◆ **EXERCISE INSTRUCTIONS**:
Please set out the lines below as a Markdown table with the columns "No." and "Line", numbering each row and leaving out any blank lines.

◆ **ENTRIES PROVIDED**:
^^^^^^^^^^^^^^^^
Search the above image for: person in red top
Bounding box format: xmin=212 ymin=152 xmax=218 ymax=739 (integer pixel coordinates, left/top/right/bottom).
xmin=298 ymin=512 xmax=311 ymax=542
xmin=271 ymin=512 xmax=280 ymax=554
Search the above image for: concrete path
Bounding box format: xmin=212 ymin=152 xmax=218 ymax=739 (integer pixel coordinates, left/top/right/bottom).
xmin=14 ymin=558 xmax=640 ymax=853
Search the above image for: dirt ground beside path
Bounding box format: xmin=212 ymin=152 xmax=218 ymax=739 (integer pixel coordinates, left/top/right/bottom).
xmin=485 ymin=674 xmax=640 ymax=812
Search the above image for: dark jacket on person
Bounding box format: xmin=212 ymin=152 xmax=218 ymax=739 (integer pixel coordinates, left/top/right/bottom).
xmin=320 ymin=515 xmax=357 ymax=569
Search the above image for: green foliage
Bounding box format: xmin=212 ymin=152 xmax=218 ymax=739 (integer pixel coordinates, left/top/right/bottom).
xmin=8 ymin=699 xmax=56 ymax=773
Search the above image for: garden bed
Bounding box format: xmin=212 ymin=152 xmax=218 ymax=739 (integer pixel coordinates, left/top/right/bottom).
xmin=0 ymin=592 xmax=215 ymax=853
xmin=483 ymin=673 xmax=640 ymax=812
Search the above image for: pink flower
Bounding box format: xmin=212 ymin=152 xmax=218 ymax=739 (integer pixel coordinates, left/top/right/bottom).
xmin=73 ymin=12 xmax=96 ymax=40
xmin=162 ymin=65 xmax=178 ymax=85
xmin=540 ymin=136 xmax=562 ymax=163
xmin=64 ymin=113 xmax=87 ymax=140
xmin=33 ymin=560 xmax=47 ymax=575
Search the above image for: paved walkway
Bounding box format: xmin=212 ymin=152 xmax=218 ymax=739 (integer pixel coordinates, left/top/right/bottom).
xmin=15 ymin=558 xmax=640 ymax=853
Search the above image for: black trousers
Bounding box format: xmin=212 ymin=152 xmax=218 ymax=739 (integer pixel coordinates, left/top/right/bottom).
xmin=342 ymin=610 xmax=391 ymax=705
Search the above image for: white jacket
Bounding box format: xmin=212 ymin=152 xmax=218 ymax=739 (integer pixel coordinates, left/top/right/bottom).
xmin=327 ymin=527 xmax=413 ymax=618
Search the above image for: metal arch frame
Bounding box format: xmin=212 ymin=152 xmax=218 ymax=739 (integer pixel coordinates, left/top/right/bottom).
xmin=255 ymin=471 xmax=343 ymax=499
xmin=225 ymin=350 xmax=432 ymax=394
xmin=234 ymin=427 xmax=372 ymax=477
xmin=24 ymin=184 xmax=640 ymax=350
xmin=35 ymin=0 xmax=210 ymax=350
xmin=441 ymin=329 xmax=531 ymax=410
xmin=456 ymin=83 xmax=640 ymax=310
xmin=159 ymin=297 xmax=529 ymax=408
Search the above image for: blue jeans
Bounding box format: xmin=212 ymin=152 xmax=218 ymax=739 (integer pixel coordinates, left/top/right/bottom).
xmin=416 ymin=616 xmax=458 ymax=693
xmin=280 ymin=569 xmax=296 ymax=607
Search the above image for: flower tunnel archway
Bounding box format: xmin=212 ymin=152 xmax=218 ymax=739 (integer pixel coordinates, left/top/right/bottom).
^^^^^^^^^^^^^^^^
◆ **RESPONSE TO THIS EXERCISE**:
| No. | Line |
|---|---|
| 1 | Search the above image for: person in red top |
| 2 | Bounding box format: xmin=212 ymin=152 xmax=218 ymax=739 (integer pixel coordinates, left/top/right/bottom). |
| 3 | xmin=298 ymin=512 xmax=311 ymax=542 |
| 4 | xmin=271 ymin=512 xmax=280 ymax=554 |
| 5 | Search the above image for: concrete path |
| 6 | Bounding box format: xmin=212 ymin=152 xmax=218 ymax=739 (integer pixel coordinates, left/top/right/bottom). |
| 7 | xmin=14 ymin=558 xmax=640 ymax=853 |
| 8 | Search the above image for: dirt ground beside path |
| 9 | Bounding box format: xmin=212 ymin=152 xmax=218 ymax=739 (integer pixel coordinates, left/top/right/bottom). |
| 10 | xmin=485 ymin=674 xmax=640 ymax=812 |
| 11 | Search the above image for: dark jacket on person |
| 12 | Bounding box format: xmin=212 ymin=152 xmax=218 ymax=739 (integer pixel coordinates, left/top/right/bottom). |
| 13 | xmin=320 ymin=515 xmax=357 ymax=569 |
| 14 | Search the above image for: green foliage |
| 15 | Bounding box format: xmin=212 ymin=152 xmax=218 ymax=739 (integer pixel coordinates, left/top/right/bottom). |
| 16 | xmin=8 ymin=699 xmax=56 ymax=773 |
| 17 | Search the above image for: garden bed |
| 18 | Bounding box format: xmin=212 ymin=152 xmax=218 ymax=739 (integer pixel coordinates, left/top/right/bottom). |
| 19 | xmin=0 ymin=592 xmax=215 ymax=853 |
| 20 | xmin=483 ymin=673 xmax=640 ymax=812 |
| 21 | Search the above image for: pink flower |
| 22 | Bounding box format: xmin=212 ymin=152 xmax=218 ymax=739 (integer pixel coordinates, left/top/right/bottom). |
| 23 | xmin=73 ymin=12 xmax=96 ymax=40 |
| 24 | xmin=162 ymin=65 xmax=178 ymax=85 |
| 25 | xmin=540 ymin=136 xmax=562 ymax=163 |
| 26 | xmin=64 ymin=113 xmax=87 ymax=140 |
| 27 | xmin=33 ymin=560 xmax=47 ymax=575 |
| 28 | Search the above image for: paved walkway |
| 29 | Bounding box format: xmin=212 ymin=152 xmax=218 ymax=739 (integer pixel coordinates, left/top/right/bottom). |
| 30 | xmin=15 ymin=558 xmax=640 ymax=853 |
| 31 | Search the above image for: black trousers |
| 32 | Bounding box format: xmin=212 ymin=152 xmax=218 ymax=739 (integer pixel coordinates, left/top/right/bottom). |
| 33 | xmin=342 ymin=610 xmax=391 ymax=705 |
| 34 | Search the above image for: white jacket |
| 35 | Bounding box format: xmin=212 ymin=152 xmax=218 ymax=739 (integer pixel coordinates, left/top/right/bottom). |
| 36 | xmin=327 ymin=527 xmax=413 ymax=618 |
| 37 | Search the above image for: metal arch frame |
| 38 | Bounding box format: xmin=212 ymin=152 xmax=218 ymax=739 (integer pixel coordinates, left/top/right/bottom). |
| 39 | xmin=255 ymin=471 xmax=343 ymax=499 |
| 40 | xmin=225 ymin=350 xmax=432 ymax=394 |
| 41 | xmin=234 ymin=427 xmax=372 ymax=477 |
| 42 | xmin=24 ymin=184 xmax=640 ymax=350 |
| 43 | xmin=35 ymin=0 xmax=210 ymax=350 |
| 44 | xmin=441 ymin=329 xmax=531 ymax=410 |
| 45 | xmin=456 ymin=83 xmax=640 ymax=310 |
| 46 | xmin=159 ymin=297 xmax=529 ymax=408 |
| 47 | Search the above image for: blue jeans |
| 48 | Bounding box format: xmin=212 ymin=152 xmax=218 ymax=739 (integer pixel coordinates, left/top/right/bottom). |
| 49 | xmin=416 ymin=616 xmax=458 ymax=693 |
| 50 | xmin=280 ymin=569 xmax=296 ymax=607 |
| 51 | Search the above image for: flower tunnel archway |
| 52 | Bounding box format: xmin=212 ymin=152 xmax=218 ymax=739 (integer pixel coordinates, left/top/right/bottom). |